**WHAT IS BEING ASKED**
Render all of the entries below as a Markdown table with the columns Row and Line, giving each line of text its own numbered row. Skip blank lines and leave the pictures out.

**ROWS**
** start **

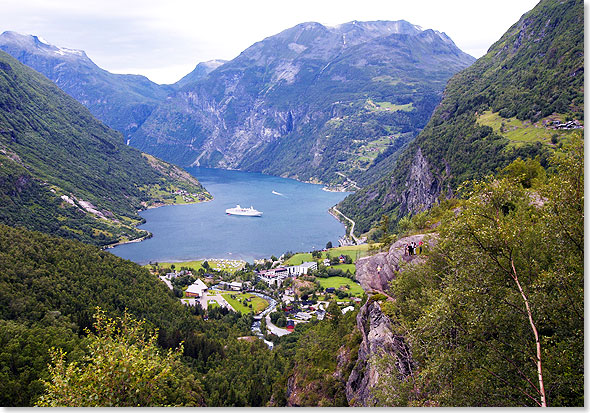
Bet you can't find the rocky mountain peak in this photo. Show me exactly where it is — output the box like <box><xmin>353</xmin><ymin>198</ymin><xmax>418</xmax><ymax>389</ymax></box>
<box><xmin>0</xmin><ymin>31</ymin><xmax>90</xmax><ymax>61</ymax></box>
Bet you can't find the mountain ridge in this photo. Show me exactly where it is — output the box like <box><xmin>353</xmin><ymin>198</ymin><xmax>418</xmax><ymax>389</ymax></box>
<box><xmin>130</xmin><ymin>21</ymin><xmax>474</xmax><ymax>182</ymax></box>
<box><xmin>0</xmin><ymin>51</ymin><xmax>210</xmax><ymax>245</ymax></box>
<box><xmin>339</xmin><ymin>0</ymin><xmax>584</xmax><ymax>232</ymax></box>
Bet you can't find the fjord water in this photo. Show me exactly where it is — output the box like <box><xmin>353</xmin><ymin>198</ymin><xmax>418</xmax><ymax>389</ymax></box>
<box><xmin>110</xmin><ymin>168</ymin><xmax>347</xmax><ymax>264</ymax></box>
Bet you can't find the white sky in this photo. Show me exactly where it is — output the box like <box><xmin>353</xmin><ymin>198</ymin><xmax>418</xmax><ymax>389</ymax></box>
<box><xmin>0</xmin><ymin>0</ymin><xmax>538</xmax><ymax>83</ymax></box>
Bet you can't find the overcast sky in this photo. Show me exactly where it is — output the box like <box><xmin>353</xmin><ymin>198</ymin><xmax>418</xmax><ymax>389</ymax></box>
<box><xmin>0</xmin><ymin>0</ymin><xmax>538</xmax><ymax>83</ymax></box>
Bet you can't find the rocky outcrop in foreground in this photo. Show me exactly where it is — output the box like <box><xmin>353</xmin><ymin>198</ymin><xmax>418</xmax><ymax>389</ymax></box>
<box><xmin>346</xmin><ymin>234</ymin><xmax>436</xmax><ymax>407</ymax></box>
<box><xmin>356</xmin><ymin>234</ymin><xmax>433</xmax><ymax>293</ymax></box>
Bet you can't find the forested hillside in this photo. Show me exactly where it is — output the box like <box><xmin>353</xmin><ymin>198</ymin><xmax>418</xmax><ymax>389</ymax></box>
<box><xmin>130</xmin><ymin>21</ymin><xmax>474</xmax><ymax>183</ymax></box>
<box><xmin>339</xmin><ymin>0</ymin><xmax>584</xmax><ymax>233</ymax></box>
<box><xmin>0</xmin><ymin>32</ymin><xmax>174</xmax><ymax>136</ymax></box>
<box><xmin>363</xmin><ymin>134</ymin><xmax>584</xmax><ymax>407</ymax></box>
<box><xmin>0</xmin><ymin>52</ymin><xmax>210</xmax><ymax>245</ymax></box>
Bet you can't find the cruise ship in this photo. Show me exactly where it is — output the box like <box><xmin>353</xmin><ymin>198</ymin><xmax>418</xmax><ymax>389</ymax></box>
<box><xmin>225</xmin><ymin>205</ymin><xmax>262</xmax><ymax>217</ymax></box>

** end **

**SOLUTION**
| Row | Line |
|---|---|
| 1 | Bet you can't find the rocky mountain peak in this photo. Show me exactly where it is — output the box like <box><xmin>353</xmin><ymin>198</ymin><xmax>418</xmax><ymax>389</ymax></box> |
| 2 | <box><xmin>0</xmin><ymin>31</ymin><xmax>90</xmax><ymax>61</ymax></box> |
| 3 | Bet you can't find the mountain ridge in this photo. Show me exactly where it is — output the box like <box><xmin>353</xmin><ymin>198</ymin><xmax>418</xmax><ymax>389</ymax></box> |
| 4 | <box><xmin>130</xmin><ymin>21</ymin><xmax>474</xmax><ymax>182</ymax></box> |
| 5 | <box><xmin>0</xmin><ymin>51</ymin><xmax>210</xmax><ymax>245</ymax></box> |
| 6 | <box><xmin>339</xmin><ymin>0</ymin><xmax>584</xmax><ymax>232</ymax></box> |
| 7 | Bet you can't find the fjord water in this photo. Show me exactly where it is — output the box like <box><xmin>353</xmin><ymin>198</ymin><xmax>418</xmax><ymax>389</ymax></box> |
| 8 | <box><xmin>110</xmin><ymin>168</ymin><xmax>347</xmax><ymax>264</ymax></box> |
| 9 | Bet you can't find the white sky in this photo. Show me exactly where it is — output the box like <box><xmin>353</xmin><ymin>198</ymin><xmax>418</xmax><ymax>389</ymax></box> |
| 10 | <box><xmin>0</xmin><ymin>0</ymin><xmax>538</xmax><ymax>83</ymax></box> |
| 11 | Bet you can't find the overcast sky in this photo. Show me exactly where it is — output the box like <box><xmin>353</xmin><ymin>198</ymin><xmax>418</xmax><ymax>389</ymax></box> |
| 12 | <box><xmin>0</xmin><ymin>0</ymin><xmax>538</xmax><ymax>83</ymax></box> |
| 13 | Bet you can't find the rocky outcrop in foreground in this photo. Show me exactly where it is — output the box like <box><xmin>353</xmin><ymin>198</ymin><xmax>418</xmax><ymax>389</ymax></box> |
| 14 | <box><xmin>346</xmin><ymin>234</ymin><xmax>436</xmax><ymax>407</ymax></box> |
| 15 | <box><xmin>356</xmin><ymin>234</ymin><xmax>433</xmax><ymax>293</ymax></box> |
| 16 | Bet you can't find the forested hillside in this photo. Show me exactly where it is — output the box like <box><xmin>353</xmin><ymin>198</ymin><xmax>418</xmax><ymax>389</ymax></box> |
| 17 | <box><xmin>130</xmin><ymin>21</ymin><xmax>474</xmax><ymax>183</ymax></box> |
| 18 | <box><xmin>339</xmin><ymin>0</ymin><xmax>584</xmax><ymax>233</ymax></box> |
| 19 | <box><xmin>0</xmin><ymin>32</ymin><xmax>174</xmax><ymax>136</ymax></box> |
| 20 | <box><xmin>363</xmin><ymin>134</ymin><xmax>584</xmax><ymax>407</ymax></box> |
| 21 | <box><xmin>0</xmin><ymin>52</ymin><xmax>210</xmax><ymax>245</ymax></box> |
| 22 | Bet you can't find the cruise ship in this photo. Show me exactly where it is — output the box like <box><xmin>353</xmin><ymin>198</ymin><xmax>418</xmax><ymax>389</ymax></box> |
| 23 | <box><xmin>225</xmin><ymin>205</ymin><xmax>262</xmax><ymax>217</ymax></box> |